> [SUPPLIED RECORDS]
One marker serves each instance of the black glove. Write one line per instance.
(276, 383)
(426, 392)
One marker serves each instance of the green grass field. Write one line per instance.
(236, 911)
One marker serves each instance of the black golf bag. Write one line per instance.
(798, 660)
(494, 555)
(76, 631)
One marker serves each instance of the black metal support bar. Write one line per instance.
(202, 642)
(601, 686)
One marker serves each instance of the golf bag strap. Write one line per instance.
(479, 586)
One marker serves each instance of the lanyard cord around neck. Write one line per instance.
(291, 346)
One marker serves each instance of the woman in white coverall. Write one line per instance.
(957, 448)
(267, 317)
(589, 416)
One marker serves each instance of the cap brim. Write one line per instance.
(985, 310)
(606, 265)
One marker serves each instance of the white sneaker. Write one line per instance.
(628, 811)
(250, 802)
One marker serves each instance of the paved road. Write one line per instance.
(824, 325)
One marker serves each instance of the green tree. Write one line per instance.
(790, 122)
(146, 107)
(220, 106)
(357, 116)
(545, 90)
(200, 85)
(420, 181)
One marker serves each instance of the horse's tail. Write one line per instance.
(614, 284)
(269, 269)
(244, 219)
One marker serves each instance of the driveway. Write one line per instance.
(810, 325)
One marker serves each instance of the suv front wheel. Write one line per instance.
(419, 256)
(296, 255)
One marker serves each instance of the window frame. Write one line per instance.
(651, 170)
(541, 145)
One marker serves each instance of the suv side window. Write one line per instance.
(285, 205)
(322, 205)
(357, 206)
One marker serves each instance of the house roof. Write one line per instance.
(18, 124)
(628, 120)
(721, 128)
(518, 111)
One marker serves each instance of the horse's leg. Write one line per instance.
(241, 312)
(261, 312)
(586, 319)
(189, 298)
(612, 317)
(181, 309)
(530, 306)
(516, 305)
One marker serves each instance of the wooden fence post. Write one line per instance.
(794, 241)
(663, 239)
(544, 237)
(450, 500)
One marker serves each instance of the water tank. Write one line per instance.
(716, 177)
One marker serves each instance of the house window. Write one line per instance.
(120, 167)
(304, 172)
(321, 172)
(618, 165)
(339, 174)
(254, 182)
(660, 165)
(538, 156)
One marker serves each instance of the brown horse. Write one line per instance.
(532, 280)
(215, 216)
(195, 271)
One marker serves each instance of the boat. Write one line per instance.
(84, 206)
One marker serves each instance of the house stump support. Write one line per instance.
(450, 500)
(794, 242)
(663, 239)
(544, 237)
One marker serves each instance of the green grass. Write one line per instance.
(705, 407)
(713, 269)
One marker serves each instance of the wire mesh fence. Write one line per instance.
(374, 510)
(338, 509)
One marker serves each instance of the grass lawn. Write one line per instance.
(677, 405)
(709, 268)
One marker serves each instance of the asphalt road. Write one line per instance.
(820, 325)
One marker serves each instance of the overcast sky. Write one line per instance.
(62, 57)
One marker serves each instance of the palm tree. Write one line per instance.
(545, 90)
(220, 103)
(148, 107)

> [DIRECTIONS FOR THIS TASK]
Write out all of the records above again, swapping "marker" for "point" wherever it appears and leaving everything else untouched.

> [EXERCISE ANSWER]
One point serves each instance of the black glove. Write one line per instance.
(276, 383)
(426, 392)
One point serves each instance of the green grass field. Write one line per instance.
(236, 911)
One point serves each instance of the black golf bag. Write one line per instance.
(798, 660)
(494, 555)
(76, 631)
One point serves each instance of the black metal support bar. Write one line per instance.
(202, 642)
(601, 686)
One point serves each instance of the golf bag strap. Write one line per instance.
(479, 586)
One point serves each instance of the lanyard cord around neck. Write one line per instance.
(291, 346)
One point serves each instance of the woman in white coverall. Write one line per instance.
(957, 448)
(267, 317)
(589, 416)
One point serves each instance of the cap brim. Write one line per instance.
(985, 310)
(606, 265)
One point serves each instance of the white sneaker. Write one line per instance.
(628, 811)
(250, 802)
One point serves each instance of the paved road. Write one line per instance.
(824, 325)
One point serves each instance of the green tree. Write one line per instance.
(790, 122)
(146, 107)
(220, 106)
(357, 116)
(545, 90)
(200, 85)
(420, 181)
One point serves each instance of the horse's tail. Write one line per instance.
(614, 284)
(269, 269)
(244, 219)
One point serves each instance of the driveway. Write one line per instance.
(810, 325)
One point serves each instance of the suv front wheel. Write one line per instance.
(419, 256)
(296, 255)
One point serves each instance of the window frame. Write one line per instance.
(651, 170)
(541, 145)
One point serves each instance of the suv side window. Write one line per instance.
(285, 205)
(322, 205)
(357, 206)
One point serves each instance of the house roof. Write one line per instance.
(18, 124)
(628, 120)
(721, 128)
(518, 111)
One point serves each instance of the horse's leg. Write one line per instance.
(241, 312)
(261, 312)
(586, 319)
(189, 298)
(612, 317)
(181, 309)
(530, 306)
(516, 305)
One point serves each instance of the wooden fence post. Write one line per instance.
(794, 241)
(663, 239)
(544, 237)
(450, 500)
One point serves each instance of the water tank. Write one line per instance.
(716, 177)
One point serves each instance of the house window. Write one line per instance.
(120, 167)
(304, 172)
(321, 172)
(618, 165)
(339, 174)
(254, 182)
(660, 165)
(538, 156)
One point serves each instance of the brown horse. Write one line per instance.
(532, 280)
(215, 216)
(195, 271)
One point serves each instance of the boat. Write one line per instance.
(84, 206)
One point serves each instance of the house stump support. Write one line per instance.
(450, 500)
(794, 242)
(663, 239)
(544, 237)
One point serves each instance of the green grass. Write one line per instance.
(705, 407)
(713, 269)
One point serves each instance of the wire mesh fence. Write one line per instance.
(374, 510)
(338, 509)
One point serves each instance of the grass lawn. Write one line per instance.
(677, 405)
(709, 268)
One point serves each instance of the asphalt road. Write one line per instance.
(820, 325)
One point serves each instance of the overcast sky. Write one line per instance.
(62, 57)
One point serves each instance of the palm tree. Write one line per instance.
(545, 90)
(220, 103)
(148, 107)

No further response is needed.